• PAGE
○ ○ ○ ○

You have selected the following JobIds: 90,91,92,118
Building directory tree for JobId(s) 90,91,92,118 ...
24 files inserted into the tree.

Now we want to select the entire First Storage Group to restore, except for the Public Folders store.

Note: If you have the mailbox store defined, perhaps the restoration will work. An old mailing list conversation in 2008 stated that it was only possible to restore one database at a time – hence we now unmark the Public Folder.

You are now entering file selection mode where you add (mark) and
remove (unmark) files to be restored. No files are initially added, unless
you used the "all" keyword on the command line.                           
Enter "done" to leave this mode.                                          
cwd is: /$ mark *                                       
29 files marked.                               
$ cd "@EXCHANGE/Microsoft Information Store/First Storage Group"
cwd is: /@EXCHANGE/Microsoft Information Store/First Storage Group/
$ unmark Public*                                                   
4 files unmarked.

○ ○ ○ ○

Coordinate annotation entries:
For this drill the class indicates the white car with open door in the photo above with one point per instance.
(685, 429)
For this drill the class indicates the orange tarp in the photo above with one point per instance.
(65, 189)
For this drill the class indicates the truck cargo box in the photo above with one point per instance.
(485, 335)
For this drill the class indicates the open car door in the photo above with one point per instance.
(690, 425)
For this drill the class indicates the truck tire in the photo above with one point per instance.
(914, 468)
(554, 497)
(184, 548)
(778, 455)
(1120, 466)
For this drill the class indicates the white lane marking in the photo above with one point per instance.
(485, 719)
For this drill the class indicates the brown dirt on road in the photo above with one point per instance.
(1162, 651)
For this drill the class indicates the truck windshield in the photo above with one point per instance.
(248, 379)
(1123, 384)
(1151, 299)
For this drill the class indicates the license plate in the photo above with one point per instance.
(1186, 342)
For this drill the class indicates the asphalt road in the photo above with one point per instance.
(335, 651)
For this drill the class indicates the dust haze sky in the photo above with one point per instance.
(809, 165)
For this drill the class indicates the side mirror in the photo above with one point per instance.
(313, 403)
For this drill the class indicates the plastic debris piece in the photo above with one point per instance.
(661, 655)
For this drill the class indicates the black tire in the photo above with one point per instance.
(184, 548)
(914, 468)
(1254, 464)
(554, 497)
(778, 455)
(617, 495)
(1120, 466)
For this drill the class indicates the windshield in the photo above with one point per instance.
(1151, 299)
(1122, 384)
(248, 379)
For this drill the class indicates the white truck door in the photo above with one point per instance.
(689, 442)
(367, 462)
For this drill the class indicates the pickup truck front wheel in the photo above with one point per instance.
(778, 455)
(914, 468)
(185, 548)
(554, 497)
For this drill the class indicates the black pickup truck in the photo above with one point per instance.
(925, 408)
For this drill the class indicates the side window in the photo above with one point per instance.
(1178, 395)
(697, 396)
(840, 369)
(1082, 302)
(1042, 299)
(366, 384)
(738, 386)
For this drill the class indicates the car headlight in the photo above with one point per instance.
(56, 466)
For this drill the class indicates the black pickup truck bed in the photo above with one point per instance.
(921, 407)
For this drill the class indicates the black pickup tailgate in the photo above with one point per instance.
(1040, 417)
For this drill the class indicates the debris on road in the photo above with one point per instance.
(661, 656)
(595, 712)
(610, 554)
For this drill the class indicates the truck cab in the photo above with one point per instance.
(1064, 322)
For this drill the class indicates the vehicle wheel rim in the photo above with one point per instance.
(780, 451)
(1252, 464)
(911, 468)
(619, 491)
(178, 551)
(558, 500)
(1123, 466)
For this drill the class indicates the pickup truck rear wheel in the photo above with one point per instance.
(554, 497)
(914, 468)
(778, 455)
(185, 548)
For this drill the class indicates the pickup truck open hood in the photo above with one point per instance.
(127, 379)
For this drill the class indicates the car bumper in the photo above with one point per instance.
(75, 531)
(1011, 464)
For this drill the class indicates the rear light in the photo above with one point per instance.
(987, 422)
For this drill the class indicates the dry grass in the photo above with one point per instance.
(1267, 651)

○ ○ ○ ○

• TO BE DONE
1. Write out the passage of the restore walkthrough that begins at the words "You have selected" and stops after "leave this mode.".
2. Convert the entries, from the first line through the line containing "(1162, 651)", into a JSON list of strings with one string per line and blank lines left out.

• PER-TASK ANSWERS
1.
You have selected the following JobIds: 90,91,92,118
Building directory tree for JobId(s) 90,91,92,118 ...
24 files inserted into the tree.

Now we want to select the entire First Storage Group to restore, except for the Public Folders store.

Note: If you have the mailbox store defined, perhaps the restoration will work. An old mailing list conversation in 2008 stated that it was only possible to restore one database at a time – hence we now unmark the Public Folder.

You are now entering file selection mode where you add (mark) and
remove (unmark) files to be restored. No files are initially added, unless
you used the "all" keyword on the command line.                           
Enter "done" to leave this mode.

2.
[
  "For this drill the class indicates the white car with open door in the photo above with one point per instance.",
  "(685, 429)",
  "For this drill the class indicates the orange tarp in the photo above with one point per instance.",
  "(65, 189)",
  "For this drill the class indicates the truck cargo box in the photo above with one point per instance.",
  "(485, 335)",
  "For this drill the class indicates the open car door in the photo above with one point per instance.",
  "(690, 425)",
  "For this drill the class indicates the truck tire in the photo above with one point per instance.",
  "(914, 468)",
  "(554, 497)",
  "(184, 548)",
  "(778, 455)",
  "(1120, 466)",
  "For this drill the class indicates the white lane marking in the photo above with one point per instance.",
  "(485, 719)",
  "For this drill the class indicates the brown dirt on road in the photo above with one point per instance.",
  "(1162, 651)"
]